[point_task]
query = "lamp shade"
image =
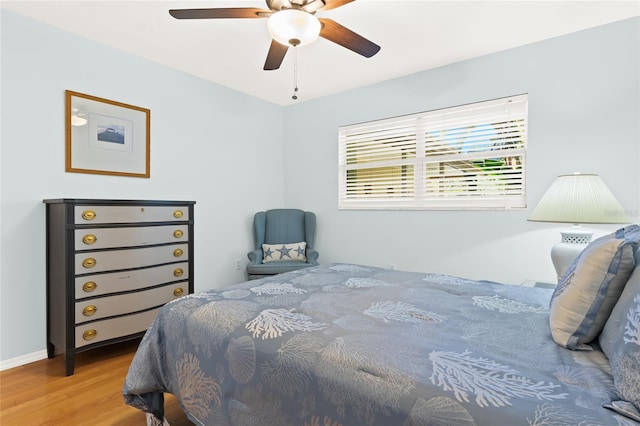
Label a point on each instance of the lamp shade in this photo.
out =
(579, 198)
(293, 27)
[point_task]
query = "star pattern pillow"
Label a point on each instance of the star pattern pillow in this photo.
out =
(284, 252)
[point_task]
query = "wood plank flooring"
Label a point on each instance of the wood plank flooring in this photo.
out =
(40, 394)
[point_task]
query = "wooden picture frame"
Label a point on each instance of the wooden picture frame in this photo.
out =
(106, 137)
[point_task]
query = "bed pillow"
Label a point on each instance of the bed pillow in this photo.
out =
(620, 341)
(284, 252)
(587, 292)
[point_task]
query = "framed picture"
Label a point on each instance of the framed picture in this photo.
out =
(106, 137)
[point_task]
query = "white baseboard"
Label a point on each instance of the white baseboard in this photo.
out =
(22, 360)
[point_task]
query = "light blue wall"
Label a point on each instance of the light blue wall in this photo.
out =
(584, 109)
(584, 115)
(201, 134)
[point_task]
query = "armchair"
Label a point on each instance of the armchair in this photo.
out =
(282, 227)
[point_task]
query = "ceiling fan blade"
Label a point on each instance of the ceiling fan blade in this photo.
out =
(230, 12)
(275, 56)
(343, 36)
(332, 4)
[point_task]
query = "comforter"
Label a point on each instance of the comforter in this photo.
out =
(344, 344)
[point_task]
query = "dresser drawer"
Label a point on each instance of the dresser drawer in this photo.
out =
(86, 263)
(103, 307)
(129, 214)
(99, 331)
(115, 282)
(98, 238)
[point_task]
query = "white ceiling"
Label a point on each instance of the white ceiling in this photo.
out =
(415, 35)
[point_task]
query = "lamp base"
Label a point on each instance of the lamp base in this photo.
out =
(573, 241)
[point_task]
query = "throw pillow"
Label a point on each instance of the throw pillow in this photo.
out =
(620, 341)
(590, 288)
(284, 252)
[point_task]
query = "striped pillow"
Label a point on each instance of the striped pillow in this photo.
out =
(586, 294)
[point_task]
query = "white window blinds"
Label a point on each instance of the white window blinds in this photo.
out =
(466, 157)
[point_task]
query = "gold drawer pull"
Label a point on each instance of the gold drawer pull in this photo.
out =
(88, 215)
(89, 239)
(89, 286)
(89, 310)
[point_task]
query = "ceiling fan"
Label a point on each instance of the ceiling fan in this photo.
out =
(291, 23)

# # # #

Instructions for the task: If a line in the entries contains "plank", copy it.

Written response:
query = "wood plank flooring"
Label a point on each instance of the wood plank flooring in this photo.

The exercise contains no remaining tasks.